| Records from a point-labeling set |

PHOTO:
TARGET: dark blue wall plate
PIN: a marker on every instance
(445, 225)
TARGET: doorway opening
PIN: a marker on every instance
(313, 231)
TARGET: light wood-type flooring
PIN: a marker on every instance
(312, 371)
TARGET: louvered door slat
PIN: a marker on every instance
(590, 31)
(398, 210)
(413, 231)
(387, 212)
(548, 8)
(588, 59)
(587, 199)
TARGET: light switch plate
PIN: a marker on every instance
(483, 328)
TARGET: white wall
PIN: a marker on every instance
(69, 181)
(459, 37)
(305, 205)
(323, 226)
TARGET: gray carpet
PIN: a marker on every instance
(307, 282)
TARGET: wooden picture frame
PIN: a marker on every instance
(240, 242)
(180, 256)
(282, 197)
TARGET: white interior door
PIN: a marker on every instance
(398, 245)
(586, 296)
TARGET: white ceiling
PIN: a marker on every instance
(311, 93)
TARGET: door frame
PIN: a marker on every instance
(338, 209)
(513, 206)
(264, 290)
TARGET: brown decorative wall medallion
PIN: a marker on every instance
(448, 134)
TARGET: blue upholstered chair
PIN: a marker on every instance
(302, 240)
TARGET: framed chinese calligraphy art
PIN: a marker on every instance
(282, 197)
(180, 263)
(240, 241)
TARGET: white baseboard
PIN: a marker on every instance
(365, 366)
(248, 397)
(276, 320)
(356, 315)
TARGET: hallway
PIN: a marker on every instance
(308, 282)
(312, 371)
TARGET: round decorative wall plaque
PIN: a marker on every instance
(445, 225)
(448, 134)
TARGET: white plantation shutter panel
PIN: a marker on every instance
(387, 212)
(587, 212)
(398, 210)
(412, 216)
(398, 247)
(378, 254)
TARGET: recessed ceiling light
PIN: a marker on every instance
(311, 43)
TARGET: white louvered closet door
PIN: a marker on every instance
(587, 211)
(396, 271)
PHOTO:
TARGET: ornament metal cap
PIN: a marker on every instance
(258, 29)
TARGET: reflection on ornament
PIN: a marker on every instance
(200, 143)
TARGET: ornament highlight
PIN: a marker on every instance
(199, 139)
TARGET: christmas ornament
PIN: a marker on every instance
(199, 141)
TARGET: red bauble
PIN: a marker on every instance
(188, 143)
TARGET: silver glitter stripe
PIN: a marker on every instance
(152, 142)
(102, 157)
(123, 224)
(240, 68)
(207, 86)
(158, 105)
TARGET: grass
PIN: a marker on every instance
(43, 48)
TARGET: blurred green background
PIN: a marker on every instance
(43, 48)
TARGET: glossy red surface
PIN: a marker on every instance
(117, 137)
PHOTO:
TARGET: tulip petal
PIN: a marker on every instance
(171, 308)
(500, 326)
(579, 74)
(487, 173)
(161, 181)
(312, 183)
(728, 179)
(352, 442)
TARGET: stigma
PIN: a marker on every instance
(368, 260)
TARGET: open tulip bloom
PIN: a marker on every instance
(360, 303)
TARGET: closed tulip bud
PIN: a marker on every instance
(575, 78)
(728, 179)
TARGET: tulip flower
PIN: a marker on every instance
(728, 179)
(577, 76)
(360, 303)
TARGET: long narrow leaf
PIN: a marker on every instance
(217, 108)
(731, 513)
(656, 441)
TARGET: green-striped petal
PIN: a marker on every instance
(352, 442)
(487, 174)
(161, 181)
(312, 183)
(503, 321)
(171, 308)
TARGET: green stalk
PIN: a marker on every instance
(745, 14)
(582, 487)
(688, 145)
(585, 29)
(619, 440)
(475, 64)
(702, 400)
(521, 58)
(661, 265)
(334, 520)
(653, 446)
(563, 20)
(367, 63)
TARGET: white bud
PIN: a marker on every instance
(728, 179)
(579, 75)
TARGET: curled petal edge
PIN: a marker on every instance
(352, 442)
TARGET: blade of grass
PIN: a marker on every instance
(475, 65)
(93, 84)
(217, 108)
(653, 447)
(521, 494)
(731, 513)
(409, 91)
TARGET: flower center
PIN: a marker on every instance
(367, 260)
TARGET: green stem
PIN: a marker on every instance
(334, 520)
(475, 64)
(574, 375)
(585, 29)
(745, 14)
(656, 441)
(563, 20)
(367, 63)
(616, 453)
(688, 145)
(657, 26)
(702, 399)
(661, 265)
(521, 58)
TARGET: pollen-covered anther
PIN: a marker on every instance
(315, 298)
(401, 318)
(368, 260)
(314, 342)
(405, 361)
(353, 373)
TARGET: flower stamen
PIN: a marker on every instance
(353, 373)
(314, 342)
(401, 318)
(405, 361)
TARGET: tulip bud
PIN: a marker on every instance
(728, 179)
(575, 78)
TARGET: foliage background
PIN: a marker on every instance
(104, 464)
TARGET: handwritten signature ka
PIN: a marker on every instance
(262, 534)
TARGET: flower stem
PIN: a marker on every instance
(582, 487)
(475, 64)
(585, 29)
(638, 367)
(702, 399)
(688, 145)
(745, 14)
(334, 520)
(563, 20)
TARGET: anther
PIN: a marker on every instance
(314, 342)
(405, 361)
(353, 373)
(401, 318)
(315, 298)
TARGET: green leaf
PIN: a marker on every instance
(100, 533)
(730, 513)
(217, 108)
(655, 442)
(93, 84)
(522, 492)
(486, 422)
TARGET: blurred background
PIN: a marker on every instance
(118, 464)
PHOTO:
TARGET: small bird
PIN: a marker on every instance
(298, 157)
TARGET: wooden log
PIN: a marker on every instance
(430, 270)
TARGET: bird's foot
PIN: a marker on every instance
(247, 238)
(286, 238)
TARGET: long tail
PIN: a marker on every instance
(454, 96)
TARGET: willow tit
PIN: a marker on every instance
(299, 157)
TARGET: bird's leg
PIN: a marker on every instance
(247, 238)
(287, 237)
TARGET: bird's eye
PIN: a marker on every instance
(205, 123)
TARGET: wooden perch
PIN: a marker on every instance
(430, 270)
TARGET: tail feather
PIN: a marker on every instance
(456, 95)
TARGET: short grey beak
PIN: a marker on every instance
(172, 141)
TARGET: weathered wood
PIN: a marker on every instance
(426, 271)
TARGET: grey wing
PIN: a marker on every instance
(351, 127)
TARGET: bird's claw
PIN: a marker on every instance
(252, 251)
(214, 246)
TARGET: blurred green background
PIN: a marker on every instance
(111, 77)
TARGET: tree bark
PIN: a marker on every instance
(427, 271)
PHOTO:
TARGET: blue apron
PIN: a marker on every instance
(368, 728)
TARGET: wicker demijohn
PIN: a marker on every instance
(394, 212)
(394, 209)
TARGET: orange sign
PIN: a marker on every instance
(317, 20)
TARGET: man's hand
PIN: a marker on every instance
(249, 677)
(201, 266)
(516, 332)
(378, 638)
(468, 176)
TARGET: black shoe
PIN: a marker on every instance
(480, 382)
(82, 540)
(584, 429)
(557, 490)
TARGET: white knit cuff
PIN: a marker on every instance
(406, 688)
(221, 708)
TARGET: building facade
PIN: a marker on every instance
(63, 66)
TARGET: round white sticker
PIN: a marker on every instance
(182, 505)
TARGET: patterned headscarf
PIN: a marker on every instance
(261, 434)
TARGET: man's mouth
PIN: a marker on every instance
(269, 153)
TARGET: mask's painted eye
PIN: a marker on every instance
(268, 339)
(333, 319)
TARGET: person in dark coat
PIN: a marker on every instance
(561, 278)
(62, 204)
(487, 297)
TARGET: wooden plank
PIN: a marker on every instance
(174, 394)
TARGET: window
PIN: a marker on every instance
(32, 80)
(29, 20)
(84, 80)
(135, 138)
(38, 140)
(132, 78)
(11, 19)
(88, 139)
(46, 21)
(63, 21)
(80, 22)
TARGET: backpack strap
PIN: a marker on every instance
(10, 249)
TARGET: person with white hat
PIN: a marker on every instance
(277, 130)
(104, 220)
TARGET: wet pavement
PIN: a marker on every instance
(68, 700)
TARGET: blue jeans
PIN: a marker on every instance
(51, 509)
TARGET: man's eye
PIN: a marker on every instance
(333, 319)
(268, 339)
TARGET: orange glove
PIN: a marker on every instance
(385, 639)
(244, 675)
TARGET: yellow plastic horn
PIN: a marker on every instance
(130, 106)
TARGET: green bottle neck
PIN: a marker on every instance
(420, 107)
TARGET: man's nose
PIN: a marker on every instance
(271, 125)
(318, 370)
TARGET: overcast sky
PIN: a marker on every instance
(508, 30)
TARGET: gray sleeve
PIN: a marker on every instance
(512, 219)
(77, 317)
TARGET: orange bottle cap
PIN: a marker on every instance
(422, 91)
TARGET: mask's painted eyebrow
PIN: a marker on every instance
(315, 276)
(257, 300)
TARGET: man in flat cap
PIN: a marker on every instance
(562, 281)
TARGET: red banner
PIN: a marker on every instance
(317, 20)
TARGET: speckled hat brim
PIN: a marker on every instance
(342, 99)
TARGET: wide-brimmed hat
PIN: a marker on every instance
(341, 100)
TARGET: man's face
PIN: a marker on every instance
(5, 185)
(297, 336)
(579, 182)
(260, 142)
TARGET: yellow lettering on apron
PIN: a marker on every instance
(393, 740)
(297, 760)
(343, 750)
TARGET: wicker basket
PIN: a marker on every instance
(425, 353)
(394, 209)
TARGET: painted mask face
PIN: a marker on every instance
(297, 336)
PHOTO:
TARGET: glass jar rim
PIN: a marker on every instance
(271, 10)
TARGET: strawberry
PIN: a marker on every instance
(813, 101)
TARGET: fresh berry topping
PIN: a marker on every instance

| Task prompt |
Please write out the material above verbatim, beginning at the line that contains "TARGET: man's nose" and stopping after the final line of the material, with both of those lines included.

| Written response |
TARGET: man's nose
PIN: a marker on every instance
(271, 125)
(318, 370)
TARGET: overcast sky
PIN: a marker on every instance
(508, 30)
TARGET: gray sleeve
PIN: a marker on every instance
(512, 219)
(77, 317)
TARGET: orange bottle cap
PIN: a marker on every instance
(422, 91)
TARGET: mask's painted eyebrow
PIN: a marker on every instance
(315, 276)
(257, 300)
TARGET: man in flat cap
PIN: a marker on every instance
(562, 281)
TARGET: red banner
PIN: a marker on every instance
(317, 20)
TARGET: speckled hat brim
PIN: a marker on every instance
(342, 99)
TARGET: wide-brimmed hat
PIN: a marker on every instance
(341, 100)
TARGET: man's face
PIN: a marker on every instance
(5, 185)
(297, 336)
(579, 182)
(260, 142)
TARGET: yellow lettering on apron
PIN: a marker on every instance
(393, 740)
(297, 760)
(343, 750)
TARGET: wicker basket
PIN: a marker on every instance
(425, 353)
(394, 209)
TARGET: painted mask face
PIN: a marker on every instance
(297, 336)
PHOTO:
TARGET: glass jar rim
PIN: a marker on every instance
(271, 10)
TARGET: strawberry
PIN: a marker on every instance
(813, 101)
TARGET: fresh berry topping
PIN: a marker on every instance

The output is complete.